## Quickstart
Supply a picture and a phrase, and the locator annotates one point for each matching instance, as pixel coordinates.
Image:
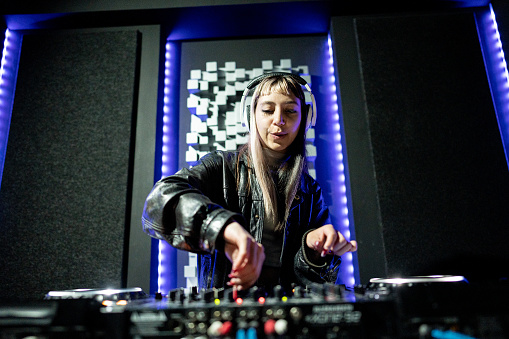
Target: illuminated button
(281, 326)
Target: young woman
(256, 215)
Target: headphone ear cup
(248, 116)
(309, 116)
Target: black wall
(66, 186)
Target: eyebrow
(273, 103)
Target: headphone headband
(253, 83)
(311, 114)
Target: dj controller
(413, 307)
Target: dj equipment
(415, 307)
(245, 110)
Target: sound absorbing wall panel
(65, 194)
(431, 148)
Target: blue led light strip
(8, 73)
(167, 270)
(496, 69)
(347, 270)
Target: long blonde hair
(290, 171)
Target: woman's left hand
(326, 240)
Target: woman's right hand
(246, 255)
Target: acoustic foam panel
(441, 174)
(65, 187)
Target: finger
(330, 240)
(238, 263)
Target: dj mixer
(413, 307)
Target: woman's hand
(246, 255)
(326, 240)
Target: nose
◇ ◇ ◇ ◇
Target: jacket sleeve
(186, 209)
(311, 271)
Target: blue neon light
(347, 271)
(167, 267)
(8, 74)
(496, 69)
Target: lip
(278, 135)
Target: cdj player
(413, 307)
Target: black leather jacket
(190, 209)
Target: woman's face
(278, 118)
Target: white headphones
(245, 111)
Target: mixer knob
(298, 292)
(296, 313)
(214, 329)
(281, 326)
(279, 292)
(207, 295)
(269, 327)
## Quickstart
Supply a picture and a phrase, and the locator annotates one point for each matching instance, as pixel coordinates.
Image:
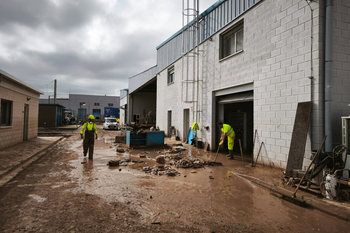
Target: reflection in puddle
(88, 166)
◇ ◇ ◇ ◇
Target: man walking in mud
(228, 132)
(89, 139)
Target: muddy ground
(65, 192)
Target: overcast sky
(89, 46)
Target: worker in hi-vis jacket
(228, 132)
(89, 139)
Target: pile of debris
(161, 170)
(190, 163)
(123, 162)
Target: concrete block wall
◇ ◇ ◇ ◇
▸ **EXERCISE DESCRIPTION**:
Among the entries above, find the line with "Target: worker in hi-vis jacket" and the line with "Target: concrete block wall"; give again exactly these two lines and all lines between them.

▸ **WRITTEN SOLUTION**:
Target: worker in hi-vis jacket
(228, 132)
(89, 139)
Target: pile of debris
(161, 170)
(190, 163)
(123, 162)
Target: concrete block wall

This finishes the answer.